DATA SUPPLIED:
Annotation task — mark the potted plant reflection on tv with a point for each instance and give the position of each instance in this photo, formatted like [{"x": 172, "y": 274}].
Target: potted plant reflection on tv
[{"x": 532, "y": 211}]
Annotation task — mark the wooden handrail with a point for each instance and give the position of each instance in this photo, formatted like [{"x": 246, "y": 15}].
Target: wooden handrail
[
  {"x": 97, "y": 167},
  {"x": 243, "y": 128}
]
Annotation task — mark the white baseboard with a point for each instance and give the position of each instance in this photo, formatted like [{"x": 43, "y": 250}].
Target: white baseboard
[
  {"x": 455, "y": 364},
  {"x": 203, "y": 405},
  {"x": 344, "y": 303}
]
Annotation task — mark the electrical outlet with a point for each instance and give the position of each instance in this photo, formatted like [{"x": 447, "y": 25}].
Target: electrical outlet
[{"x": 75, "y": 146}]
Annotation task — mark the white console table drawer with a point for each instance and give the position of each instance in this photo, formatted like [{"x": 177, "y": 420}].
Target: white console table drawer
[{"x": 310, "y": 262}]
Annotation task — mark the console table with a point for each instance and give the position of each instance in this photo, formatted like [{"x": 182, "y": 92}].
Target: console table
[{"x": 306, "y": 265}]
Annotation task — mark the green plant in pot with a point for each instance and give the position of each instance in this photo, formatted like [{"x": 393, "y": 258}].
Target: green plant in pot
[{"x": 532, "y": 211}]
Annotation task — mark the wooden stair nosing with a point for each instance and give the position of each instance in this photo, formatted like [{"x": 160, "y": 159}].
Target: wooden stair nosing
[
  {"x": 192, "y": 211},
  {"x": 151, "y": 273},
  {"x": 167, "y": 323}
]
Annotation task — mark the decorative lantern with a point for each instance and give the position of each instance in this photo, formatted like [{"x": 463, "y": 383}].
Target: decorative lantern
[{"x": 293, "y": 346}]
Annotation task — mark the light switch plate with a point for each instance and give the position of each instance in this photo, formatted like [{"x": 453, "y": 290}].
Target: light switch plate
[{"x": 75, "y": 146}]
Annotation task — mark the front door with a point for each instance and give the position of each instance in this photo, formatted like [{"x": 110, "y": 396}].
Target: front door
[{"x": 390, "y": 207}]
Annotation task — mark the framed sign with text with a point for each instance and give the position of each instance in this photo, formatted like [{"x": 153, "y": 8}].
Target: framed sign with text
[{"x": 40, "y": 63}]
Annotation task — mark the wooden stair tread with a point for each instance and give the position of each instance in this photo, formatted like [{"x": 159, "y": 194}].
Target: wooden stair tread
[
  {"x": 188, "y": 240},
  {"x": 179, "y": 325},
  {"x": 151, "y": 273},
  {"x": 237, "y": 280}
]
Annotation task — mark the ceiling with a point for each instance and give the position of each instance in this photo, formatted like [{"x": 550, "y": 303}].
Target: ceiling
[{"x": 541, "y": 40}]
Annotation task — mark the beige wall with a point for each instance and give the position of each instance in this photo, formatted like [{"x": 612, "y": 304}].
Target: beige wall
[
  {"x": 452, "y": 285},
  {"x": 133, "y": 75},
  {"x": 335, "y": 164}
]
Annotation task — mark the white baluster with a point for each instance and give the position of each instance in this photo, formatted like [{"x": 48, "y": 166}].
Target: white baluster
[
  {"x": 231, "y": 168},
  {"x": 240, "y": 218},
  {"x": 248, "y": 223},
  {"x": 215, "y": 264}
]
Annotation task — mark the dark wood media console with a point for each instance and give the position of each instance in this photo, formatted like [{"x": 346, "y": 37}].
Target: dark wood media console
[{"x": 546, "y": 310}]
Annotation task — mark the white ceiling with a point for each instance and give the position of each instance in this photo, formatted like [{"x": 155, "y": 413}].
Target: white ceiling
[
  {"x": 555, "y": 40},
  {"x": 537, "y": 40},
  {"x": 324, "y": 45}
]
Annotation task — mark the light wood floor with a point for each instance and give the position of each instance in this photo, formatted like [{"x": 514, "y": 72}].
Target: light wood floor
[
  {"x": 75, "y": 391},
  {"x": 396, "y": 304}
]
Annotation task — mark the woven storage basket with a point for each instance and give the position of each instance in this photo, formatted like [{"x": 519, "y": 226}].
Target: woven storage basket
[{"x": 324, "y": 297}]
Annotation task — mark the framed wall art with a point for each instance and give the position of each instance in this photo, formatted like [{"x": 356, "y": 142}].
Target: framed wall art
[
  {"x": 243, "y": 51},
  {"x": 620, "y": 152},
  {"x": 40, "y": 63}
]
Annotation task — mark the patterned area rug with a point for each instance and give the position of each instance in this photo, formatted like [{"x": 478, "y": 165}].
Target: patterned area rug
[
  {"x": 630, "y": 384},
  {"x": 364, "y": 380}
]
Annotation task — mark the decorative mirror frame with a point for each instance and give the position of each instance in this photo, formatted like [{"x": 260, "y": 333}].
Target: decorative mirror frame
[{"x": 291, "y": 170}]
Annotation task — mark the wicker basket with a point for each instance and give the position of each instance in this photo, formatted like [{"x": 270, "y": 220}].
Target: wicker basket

WHAT YOU SHOULD DO:
Extract all the material, leaving every line as it is.

SOLUTION:
Annotation task — mark the potted plant reflection on tv with a point for each instance and give the position of each instance in this photo, formatted like [{"x": 172, "y": 274}].
Target: potted plant reflection on tv
[{"x": 532, "y": 211}]
Annotation task — mark the wooden handrail with a point for each instance and give the position of each instance in this photo, formatted like [{"x": 246, "y": 15}].
Target: wooden handrail
[
  {"x": 97, "y": 167},
  {"x": 243, "y": 128}
]
Annotation task — mark the white baseboard with a point for each instance and give the position of each instance in this photo, formatted like [{"x": 43, "y": 250}].
Target: white baseboard
[
  {"x": 455, "y": 364},
  {"x": 203, "y": 405},
  {"x": 344, "y": 303}
]
Annotation task — mark the electrical outlet with a point for each instance and give the position of each instance in this photo, formatted like [{"x": 447, "y": 25}].
Target: electrical outlet
[{"x": 75, "y": 146}]
Annotation task — mark the white console table drawer with a point for each instance and give the position of each instance in this photo, formatted like [{"x": 177, "y": 420}].
Target: white console table drawer
[{"x": 310, "y": 262}]
Annotation task — mark the console table with a point for each instance and give the position of each instance in this photo, formatted like [{"x": 182, "y": 92}].
Target: console table
[{"x": 306, "y": 265}]
Annotation task — mark the green plant in pot with a point for each instance and give the position of each instance in this photo, formatted like [{"x": 393, "y": 258}].
Target: green plant in pot
[{"x": 532, "y": 211}]
Annotation task — mark the wooden stair nosing with a point for each instance and give the position of each instance in this photo, formatted like [{"x": 160, "y": 159}].
Target: wooden stair nosing
[
  {"x": 192, "y": 211},
  {"x": 151, "y": 273},
  {"x": 167, "y": 323}
]
Annotation task — mark the decorative lantern with a point for each instance and give the position of each instance in this photo, formatted like [{"x": 463, "y": 383}].
Target: decorative lantern
[{"x": 293, "y": 346}]
Annotation task — mark the light switch plate with a point for each instance and give the position of each instance in this photo, formatted like [{"x": 453, "y": 290}].
Target: light switch plate
[{"x": 75, "y": 146}]
Annotation task — mark the front door with a point for each instance and give the position of each instance in this photo, formatted like [{"x": 110, "y": 396}].
Target: front door
[{"x": 390, "y": 207}]
Annotation task — mark the framed sign with text with a point for each instance and give the position of each instance in this photo, formatted like [{"x": 153, "y": 8}].
Target: framed sign with text
[{"x": 40, "y": 63}]
Annotation task — mark the wooden stair tread with a point for each instance and give the position of each instance in this photo, formatted like [{"x": 159, "y": 194}].
Target: wooden stair tread
[
  {"x": 188, "y": 240},
  {"x": 179, "y": 325},
  {"x": 151, "y": 273},
  {"x": 237, "y": 280}
]
Annotation task — mark the ceiling with a point for each instance and give the position of each instance in this photo, formatted like [{"x": 550, "y": 303}].
Target: ceiling
[{"x": 541, "y": 40}]
Annotation task — mark the beige wall with a point for each instance and give the position of each instance in this photo, formatted like [{"x": 612, "y": 304}].
Target: beige wall
[
  {"x": 452, "y": 285},
  {"x": 133, "y": 75},
  {"x": 335, "y": 164}
]
Annotation task — mark the white baluster with a point for each instance and give the position of each instance in this photo, formatted like [{"x": 48, "y": 166}].
Target: white baluster
[
  {"x": 231, "y": 168},
  {"x": 240, "y": 218},
  {"x": 248, "y": 223},
  {"x": 215, "y": 264}
]
Annotation task — mark the dark wood media console with a point for each instance and give the position of each instance in this photo, formatted like [{"x": 346, "y": 37}].
Target: dark wood media console
[{"x": 546, "y": 310}]
Annotation task — mark the white ceiling with a point for each instance and give the position of each instance in this photo, formatted like [{"x": 155, "y": 413}].
Target: white ceiling
[
  {"x": 555, "y": 40},
  {"x": 537, "y": 40},
  {"x": 324, "y": 45}
]
Annotation task — mark the light wood floor with a point for each instance and give the position of each instance in this photo, formatted like [{"x": 514, "y": 72}].
Target: light wood floor
[
  {"x": 75, "y": 391},
  {"x": 396, "y": 304}
]
Annotation task — mark the woven storage basket with a point for each instance and give the position of each instance in this photo, formatted like [{"x": 519, "y": 226}].
Target: woven storage basket
[{"x": 324, "y": 297}]
Annotation task — mark the framed wall art with a point for each instance and give the position of each instance in this photo, formatted like [{"x": 356, "y": 142}].
Target: framed wall art
[
  {"x": 243, "y": 51},
  {"x": 620, "y": 152},
  {"x": 40, "y": 63}
]
Annotation task — mark the patterned area rug with a point for each instance and give the position of each instance in this photo, formatted like [{"x": 478, "y": 165}].
Target: patterned area rug
[
  {"x": 630, "y": 384},
  {"x": 364, "y": 380}
]
Annotation task — mark the decorative mirror frame with a point for each instance and give the position of each instance in this photo, formatted like [{"x": 260, "y": 333}].
Target: decorative mirror frame
[{"x": 291, "y": 170}]
Annotation task — mark the wicker basket with a point for each instance and give the position of each instance in this photo, formatted like [{"x": 270, "y": 220}].
Target: wicker basket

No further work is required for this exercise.